*** Opening Study material ***

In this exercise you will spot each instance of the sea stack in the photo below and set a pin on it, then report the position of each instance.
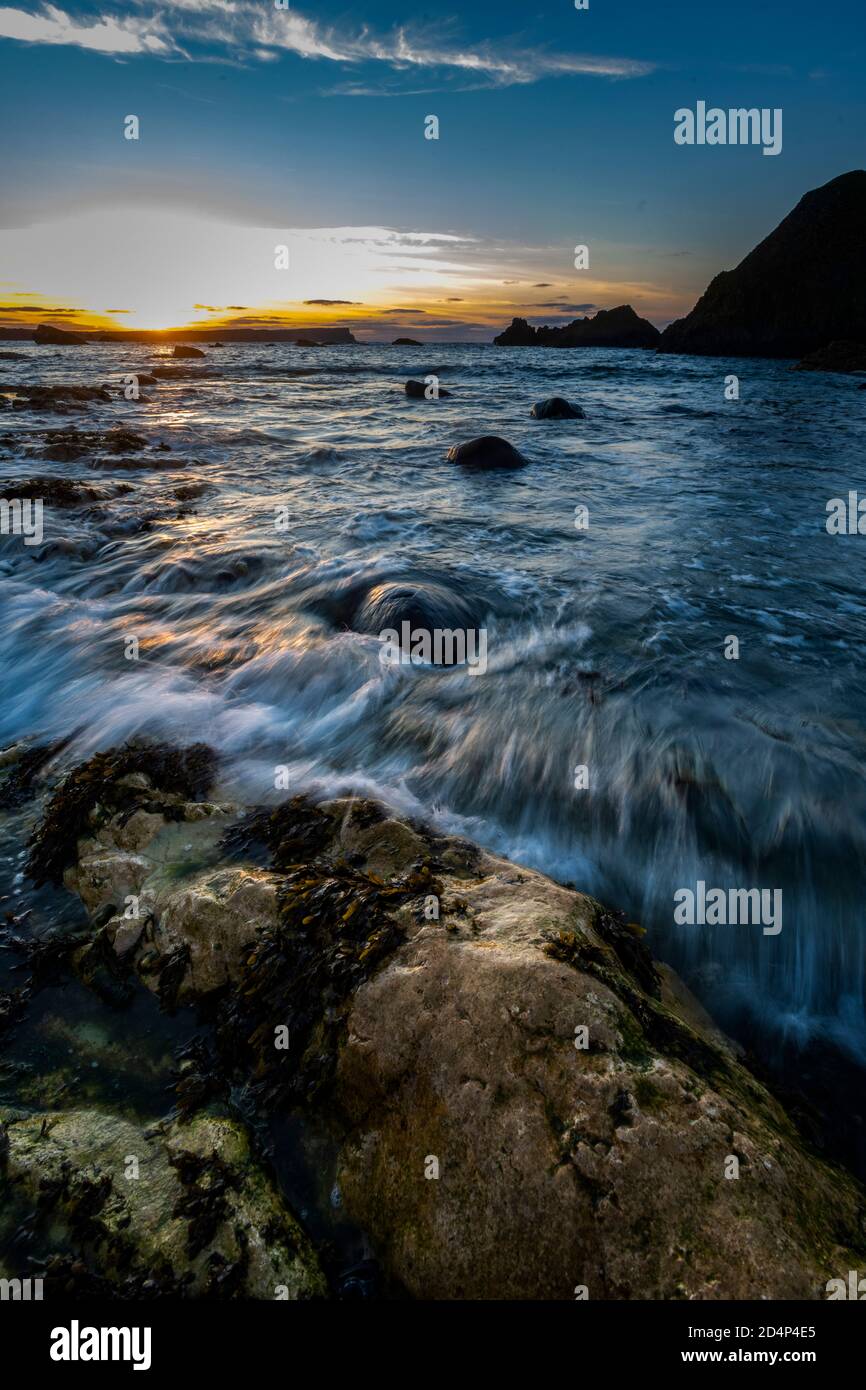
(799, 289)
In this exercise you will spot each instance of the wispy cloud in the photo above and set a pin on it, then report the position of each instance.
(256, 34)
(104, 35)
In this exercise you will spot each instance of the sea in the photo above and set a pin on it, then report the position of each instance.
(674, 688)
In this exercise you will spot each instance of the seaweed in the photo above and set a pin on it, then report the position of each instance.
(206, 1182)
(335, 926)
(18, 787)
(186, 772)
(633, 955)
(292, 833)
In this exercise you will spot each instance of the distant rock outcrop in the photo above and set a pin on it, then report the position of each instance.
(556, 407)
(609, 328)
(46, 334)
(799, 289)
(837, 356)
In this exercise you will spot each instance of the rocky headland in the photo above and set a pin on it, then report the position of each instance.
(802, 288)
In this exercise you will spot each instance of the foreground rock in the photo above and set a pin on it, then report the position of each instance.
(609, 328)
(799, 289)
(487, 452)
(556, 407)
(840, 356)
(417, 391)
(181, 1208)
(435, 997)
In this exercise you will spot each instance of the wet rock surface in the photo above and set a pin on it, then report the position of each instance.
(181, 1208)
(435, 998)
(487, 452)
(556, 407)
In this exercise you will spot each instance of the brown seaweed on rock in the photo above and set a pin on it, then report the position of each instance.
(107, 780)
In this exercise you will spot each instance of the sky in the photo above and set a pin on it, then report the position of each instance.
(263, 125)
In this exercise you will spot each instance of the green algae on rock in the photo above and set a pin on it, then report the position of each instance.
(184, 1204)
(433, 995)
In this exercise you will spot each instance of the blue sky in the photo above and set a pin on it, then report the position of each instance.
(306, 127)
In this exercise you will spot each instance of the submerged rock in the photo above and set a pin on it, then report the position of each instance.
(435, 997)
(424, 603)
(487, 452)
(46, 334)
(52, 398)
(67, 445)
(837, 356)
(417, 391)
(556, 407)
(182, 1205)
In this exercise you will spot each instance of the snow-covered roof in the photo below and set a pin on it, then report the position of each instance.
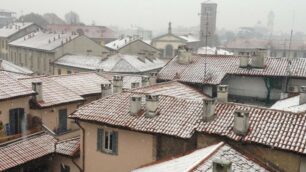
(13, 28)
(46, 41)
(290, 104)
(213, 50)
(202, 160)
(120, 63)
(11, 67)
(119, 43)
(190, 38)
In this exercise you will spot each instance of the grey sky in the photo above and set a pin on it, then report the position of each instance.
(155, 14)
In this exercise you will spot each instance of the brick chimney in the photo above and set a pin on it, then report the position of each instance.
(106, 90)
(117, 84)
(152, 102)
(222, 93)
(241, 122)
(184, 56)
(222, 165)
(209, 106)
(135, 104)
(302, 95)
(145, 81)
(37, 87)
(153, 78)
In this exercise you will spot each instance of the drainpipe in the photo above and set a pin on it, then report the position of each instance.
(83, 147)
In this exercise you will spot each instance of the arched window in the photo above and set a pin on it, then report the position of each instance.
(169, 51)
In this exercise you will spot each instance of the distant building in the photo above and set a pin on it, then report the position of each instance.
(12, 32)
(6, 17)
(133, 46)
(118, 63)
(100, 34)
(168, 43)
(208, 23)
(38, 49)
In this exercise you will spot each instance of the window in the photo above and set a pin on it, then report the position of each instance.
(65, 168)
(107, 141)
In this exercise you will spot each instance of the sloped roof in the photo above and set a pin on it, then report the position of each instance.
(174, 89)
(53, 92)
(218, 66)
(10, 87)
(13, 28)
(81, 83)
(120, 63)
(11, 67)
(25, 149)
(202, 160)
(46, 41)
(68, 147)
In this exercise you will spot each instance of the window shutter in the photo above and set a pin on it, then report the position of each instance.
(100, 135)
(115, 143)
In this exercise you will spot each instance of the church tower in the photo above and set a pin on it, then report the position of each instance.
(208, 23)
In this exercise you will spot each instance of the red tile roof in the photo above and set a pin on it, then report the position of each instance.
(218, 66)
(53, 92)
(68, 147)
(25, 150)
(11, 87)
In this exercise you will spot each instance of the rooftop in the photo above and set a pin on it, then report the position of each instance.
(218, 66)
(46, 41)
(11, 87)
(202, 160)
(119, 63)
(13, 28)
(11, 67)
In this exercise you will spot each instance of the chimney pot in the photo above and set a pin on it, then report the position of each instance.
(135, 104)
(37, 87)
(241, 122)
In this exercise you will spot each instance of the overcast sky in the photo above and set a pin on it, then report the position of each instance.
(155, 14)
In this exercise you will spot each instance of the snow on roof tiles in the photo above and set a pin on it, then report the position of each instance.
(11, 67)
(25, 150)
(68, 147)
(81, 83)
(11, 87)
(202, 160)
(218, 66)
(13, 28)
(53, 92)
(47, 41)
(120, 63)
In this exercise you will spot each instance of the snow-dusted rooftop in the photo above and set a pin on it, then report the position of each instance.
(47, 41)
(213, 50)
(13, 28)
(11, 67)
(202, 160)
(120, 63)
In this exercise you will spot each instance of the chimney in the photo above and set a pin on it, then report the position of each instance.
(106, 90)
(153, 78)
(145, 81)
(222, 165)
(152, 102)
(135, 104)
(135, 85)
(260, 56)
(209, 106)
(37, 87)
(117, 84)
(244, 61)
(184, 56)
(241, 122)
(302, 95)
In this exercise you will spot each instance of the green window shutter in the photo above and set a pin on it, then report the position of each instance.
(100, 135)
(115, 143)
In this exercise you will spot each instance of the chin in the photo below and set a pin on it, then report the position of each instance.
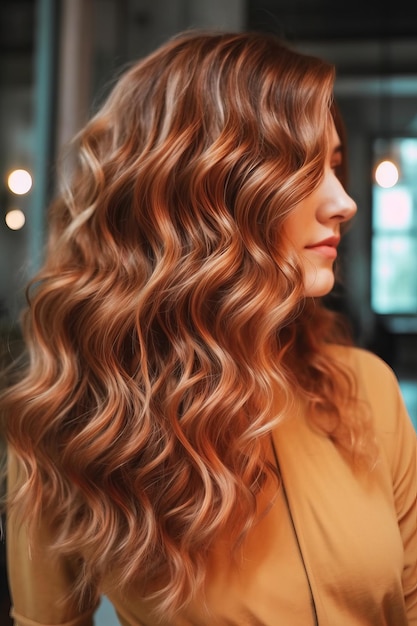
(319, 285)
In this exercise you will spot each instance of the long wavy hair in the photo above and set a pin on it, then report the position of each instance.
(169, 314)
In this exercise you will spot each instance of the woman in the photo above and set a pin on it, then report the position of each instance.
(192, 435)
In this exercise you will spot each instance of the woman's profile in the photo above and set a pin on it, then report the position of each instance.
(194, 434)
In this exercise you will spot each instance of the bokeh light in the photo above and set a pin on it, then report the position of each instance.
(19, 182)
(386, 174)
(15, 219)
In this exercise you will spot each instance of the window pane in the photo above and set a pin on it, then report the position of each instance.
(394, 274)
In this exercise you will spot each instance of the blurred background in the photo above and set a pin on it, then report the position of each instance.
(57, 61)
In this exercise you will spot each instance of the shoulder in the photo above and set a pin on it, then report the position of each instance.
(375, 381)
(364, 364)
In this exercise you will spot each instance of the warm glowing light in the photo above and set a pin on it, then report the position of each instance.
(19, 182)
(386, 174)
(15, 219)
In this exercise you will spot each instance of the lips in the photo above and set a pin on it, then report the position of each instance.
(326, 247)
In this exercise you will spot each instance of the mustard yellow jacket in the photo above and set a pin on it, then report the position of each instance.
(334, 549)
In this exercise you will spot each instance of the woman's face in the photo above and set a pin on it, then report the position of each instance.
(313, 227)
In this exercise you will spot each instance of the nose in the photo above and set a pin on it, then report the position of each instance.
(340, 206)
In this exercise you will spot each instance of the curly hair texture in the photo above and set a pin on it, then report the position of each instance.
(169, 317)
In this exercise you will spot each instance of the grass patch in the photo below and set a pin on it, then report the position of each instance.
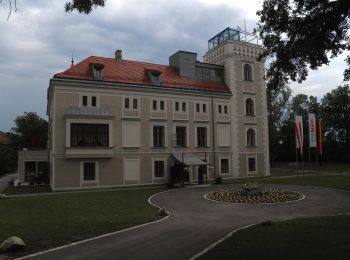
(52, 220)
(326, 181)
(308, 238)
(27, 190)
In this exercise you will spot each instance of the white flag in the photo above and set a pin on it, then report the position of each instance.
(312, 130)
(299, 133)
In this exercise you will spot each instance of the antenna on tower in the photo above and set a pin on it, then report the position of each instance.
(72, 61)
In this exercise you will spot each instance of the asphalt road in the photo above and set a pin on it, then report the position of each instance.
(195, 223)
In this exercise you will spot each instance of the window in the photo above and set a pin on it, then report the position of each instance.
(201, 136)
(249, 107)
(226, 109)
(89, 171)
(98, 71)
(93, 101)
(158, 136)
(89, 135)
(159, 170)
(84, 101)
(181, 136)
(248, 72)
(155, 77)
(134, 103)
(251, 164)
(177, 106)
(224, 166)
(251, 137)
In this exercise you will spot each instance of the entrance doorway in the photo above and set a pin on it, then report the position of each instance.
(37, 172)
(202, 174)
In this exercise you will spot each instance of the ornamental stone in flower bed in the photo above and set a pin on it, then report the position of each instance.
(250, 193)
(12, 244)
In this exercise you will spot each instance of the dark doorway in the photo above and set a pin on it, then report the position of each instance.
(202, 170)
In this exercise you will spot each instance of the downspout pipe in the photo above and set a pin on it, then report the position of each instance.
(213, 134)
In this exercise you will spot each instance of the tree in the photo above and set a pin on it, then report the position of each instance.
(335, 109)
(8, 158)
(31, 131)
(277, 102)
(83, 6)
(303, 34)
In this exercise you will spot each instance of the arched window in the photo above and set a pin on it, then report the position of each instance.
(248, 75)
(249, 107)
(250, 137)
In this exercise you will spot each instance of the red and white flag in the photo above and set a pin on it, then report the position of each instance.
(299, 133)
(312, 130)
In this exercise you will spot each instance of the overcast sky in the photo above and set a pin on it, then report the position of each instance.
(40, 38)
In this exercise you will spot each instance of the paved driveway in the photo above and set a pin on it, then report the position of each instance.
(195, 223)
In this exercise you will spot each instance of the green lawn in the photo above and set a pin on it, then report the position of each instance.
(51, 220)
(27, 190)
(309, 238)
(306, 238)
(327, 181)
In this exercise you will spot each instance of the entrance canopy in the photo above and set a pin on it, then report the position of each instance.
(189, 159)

*** Closing Study material ***

Extract, exactly, the lines above that begin at the line containing "the green lawn" and end at the final line of the records; add no other text.

Your response>
In this exercise you will spot each instance of the green lawn in the photo above and set a pin on it, then report the position of each instance.
(51, 220)
(27, 190)
(309, 238)
(306, 238)
(327, 181)
In this exercise you will spot each instance of the entrance canopy in the photo above and set a pin on it, then report the position of each instance.
(189, 159)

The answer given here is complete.